[Opening Source information section]

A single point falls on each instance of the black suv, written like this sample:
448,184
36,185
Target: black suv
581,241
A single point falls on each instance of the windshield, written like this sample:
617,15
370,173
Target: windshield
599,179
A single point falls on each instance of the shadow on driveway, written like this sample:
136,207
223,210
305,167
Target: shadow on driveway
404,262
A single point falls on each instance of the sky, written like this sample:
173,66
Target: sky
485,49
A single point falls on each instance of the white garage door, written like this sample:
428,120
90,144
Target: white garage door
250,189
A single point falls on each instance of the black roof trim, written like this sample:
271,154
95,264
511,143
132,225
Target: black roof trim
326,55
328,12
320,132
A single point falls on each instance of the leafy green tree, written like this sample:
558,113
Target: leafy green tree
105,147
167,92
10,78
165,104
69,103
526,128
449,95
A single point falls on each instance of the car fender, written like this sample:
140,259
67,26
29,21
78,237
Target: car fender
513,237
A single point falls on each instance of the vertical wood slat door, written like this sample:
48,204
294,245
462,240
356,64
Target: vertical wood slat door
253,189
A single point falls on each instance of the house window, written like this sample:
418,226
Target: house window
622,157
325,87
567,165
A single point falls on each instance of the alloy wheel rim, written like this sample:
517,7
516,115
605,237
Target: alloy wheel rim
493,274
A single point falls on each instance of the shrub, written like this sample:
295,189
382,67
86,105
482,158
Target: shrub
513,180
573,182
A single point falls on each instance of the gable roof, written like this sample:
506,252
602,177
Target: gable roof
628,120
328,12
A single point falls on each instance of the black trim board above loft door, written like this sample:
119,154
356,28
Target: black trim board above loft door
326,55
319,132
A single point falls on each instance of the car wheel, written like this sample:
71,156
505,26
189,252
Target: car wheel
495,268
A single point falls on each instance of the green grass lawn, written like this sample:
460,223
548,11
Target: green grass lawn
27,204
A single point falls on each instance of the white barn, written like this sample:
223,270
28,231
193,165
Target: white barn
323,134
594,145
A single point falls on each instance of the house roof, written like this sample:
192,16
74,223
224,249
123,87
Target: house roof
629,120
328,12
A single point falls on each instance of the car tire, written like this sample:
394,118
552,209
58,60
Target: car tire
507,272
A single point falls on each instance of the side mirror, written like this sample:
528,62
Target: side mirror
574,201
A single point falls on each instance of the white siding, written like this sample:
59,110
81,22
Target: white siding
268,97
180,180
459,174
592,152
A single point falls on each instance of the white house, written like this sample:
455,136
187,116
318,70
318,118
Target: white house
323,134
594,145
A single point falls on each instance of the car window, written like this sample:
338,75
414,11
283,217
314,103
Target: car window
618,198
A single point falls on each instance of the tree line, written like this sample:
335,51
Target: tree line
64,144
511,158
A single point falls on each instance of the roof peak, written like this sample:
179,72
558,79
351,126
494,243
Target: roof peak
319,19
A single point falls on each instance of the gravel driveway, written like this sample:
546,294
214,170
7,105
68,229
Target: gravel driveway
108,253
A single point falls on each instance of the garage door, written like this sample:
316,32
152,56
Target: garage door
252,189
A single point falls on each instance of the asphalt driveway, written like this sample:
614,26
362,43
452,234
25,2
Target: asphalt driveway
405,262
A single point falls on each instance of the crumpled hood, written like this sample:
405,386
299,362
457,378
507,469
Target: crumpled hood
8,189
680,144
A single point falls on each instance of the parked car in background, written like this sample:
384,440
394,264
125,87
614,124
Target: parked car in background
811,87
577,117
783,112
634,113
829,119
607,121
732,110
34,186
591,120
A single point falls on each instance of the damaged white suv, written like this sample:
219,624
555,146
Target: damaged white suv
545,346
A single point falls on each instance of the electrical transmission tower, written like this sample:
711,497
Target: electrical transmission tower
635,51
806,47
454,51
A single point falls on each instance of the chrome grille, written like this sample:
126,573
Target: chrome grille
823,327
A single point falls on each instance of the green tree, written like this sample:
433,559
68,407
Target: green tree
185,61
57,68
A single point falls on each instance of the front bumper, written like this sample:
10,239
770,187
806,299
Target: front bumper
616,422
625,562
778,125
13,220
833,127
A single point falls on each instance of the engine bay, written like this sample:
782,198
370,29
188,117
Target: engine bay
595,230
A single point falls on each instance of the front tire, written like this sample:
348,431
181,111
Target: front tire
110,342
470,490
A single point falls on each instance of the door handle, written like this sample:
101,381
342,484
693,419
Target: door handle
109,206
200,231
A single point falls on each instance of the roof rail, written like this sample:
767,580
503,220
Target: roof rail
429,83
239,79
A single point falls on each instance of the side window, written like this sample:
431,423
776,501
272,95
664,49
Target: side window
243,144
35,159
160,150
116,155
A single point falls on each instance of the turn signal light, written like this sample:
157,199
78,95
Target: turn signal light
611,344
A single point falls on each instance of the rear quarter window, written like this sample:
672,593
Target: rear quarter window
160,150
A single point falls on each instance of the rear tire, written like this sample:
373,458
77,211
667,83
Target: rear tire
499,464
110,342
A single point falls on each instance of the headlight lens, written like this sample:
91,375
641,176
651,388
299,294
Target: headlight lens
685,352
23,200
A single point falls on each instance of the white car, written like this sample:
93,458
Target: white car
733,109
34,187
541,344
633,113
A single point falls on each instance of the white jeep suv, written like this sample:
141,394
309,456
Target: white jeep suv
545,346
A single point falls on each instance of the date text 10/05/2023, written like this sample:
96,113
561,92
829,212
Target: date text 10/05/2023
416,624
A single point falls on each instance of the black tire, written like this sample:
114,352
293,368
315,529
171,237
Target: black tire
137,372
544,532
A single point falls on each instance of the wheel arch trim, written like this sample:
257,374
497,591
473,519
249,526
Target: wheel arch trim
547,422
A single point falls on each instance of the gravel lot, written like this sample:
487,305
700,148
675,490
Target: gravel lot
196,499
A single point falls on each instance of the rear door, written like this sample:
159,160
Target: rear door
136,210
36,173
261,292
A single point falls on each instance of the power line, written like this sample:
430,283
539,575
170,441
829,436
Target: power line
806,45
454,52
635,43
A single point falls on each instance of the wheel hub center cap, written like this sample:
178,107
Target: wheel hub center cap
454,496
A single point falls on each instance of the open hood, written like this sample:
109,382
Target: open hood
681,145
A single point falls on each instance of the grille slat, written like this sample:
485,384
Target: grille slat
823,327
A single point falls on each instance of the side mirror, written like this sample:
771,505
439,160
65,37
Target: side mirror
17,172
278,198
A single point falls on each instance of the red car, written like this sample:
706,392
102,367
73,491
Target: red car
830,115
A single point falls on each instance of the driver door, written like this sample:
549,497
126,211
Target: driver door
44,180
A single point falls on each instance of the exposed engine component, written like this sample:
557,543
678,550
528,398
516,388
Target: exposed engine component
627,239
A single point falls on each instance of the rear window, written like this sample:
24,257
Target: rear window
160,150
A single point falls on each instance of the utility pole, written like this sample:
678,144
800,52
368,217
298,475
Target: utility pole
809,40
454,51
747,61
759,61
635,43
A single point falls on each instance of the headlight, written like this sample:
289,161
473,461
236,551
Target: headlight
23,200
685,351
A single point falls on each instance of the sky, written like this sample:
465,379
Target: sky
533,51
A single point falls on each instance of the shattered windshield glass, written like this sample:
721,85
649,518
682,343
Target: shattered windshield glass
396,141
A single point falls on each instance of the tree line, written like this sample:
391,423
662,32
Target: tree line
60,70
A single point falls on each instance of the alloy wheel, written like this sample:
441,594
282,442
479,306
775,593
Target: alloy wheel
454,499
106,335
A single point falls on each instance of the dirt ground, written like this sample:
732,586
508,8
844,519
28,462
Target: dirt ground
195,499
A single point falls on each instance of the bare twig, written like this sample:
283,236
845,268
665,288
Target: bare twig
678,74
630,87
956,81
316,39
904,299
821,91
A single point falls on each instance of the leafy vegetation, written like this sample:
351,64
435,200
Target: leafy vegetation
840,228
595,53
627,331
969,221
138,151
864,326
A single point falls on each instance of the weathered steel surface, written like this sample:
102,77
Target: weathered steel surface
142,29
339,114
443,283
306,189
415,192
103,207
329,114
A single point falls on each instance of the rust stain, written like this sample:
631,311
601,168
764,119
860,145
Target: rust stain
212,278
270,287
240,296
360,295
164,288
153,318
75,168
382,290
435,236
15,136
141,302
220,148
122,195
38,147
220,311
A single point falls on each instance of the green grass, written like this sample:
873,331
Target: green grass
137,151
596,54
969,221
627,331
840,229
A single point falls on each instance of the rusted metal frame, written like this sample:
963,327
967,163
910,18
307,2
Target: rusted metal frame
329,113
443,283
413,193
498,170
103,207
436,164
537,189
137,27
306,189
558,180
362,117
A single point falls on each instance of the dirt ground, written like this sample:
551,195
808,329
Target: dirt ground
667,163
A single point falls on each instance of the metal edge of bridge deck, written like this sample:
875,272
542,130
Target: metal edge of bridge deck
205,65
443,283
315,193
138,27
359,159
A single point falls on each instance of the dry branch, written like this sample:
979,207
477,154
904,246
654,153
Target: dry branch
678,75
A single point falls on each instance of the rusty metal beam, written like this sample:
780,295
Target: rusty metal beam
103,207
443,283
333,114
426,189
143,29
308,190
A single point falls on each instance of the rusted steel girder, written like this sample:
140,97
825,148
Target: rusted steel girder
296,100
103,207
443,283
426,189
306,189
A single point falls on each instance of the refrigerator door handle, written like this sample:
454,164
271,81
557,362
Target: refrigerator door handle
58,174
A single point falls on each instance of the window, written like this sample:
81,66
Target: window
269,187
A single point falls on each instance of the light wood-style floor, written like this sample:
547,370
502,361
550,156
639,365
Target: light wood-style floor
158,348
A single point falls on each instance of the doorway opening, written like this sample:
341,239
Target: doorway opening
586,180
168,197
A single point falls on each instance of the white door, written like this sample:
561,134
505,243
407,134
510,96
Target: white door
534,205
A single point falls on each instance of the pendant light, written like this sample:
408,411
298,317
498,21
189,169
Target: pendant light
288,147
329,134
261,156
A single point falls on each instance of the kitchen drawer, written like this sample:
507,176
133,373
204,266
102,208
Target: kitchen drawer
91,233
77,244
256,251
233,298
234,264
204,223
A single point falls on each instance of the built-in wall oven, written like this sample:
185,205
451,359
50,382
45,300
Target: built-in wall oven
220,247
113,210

[Closing Source information section]

▶ **Exercise goal**
Your task is to restate, word for word, each line from the one that includes "A single point falls on each instance of the rusted metal" to the end of the records, with both ends included and nothing else.

▶ **Solution to this task**
A single point falls on each instance of the rusted metal frame, written like this sample:
963,327
967,163
910,18
307,2
Target: rusted metal frame
329,113
443,283
413,193
498,170
103,207
436,164
537,189
137,27
306,189
558,180
362,117
A single point falls on each instance of the dirt ground, written like this sample:
551,195
808,329
Target: dirt ground
667,163
A single point falls on each instance of the metal edge of bridge deck, written like this sample:
875,272
542,130
Target: metal edge of bridge deck
205,65
443,283
315,193
138,27
359,159
A single point falls on each instance of the dry branch, written like this sample:
979,207
477,154
904,246
654,153
Target: dry branch
678,75
A single point falls on each instance of the rusty metal beam, written like this sample:
780,295
Target: rusty metal beam
103,207
443,283
333,114
426,189
143,29
308,190
A single point falls on each instance of the rusted steel girder, written like this sample:
140,97
825,148
Target: rusted steel girder
296,100
103,207
443,283
426,189
306,189
A single point falls on each instance of the refrigerator door handle, written like this sample:
454,164
271,81
557,362
Target: refrigerator door handle
58,174
A single point falls on each instance of the window, written like this sample:
81,66
Target: window
269,187
A single point falls on each instance of the light wood-style floor, written like this sample:
547,370
502,361
550,156
639,365
Target: light wood-style floor
158,348
A single point falls on each instance of the doorway opening, written like this sample:
341,239
Target: doorway opening
586,180
168,197
A single point falls on each instance of the white door, written like this sample:
561,134
505,243
407,134
510,96
Target: white door
534,205
A single point falls on each instance of the pendant light, written like this sample:
408,411
298,317
498,21
189,169
Target: pendant light
288,147
329,134
261,156
A single point falls on each instance of the kitchen drawer, written like this sample:
507,176
133,373
204,266
102,208
Target: kitchen drawer
91,233
77,244
256,251
233,298
234,264
204,223
A single point falls on each instance of the built-in wall oven, written like this sample:
185,205
451,359
50,382
45,300
Target: built-in wall oven
220,247
113,210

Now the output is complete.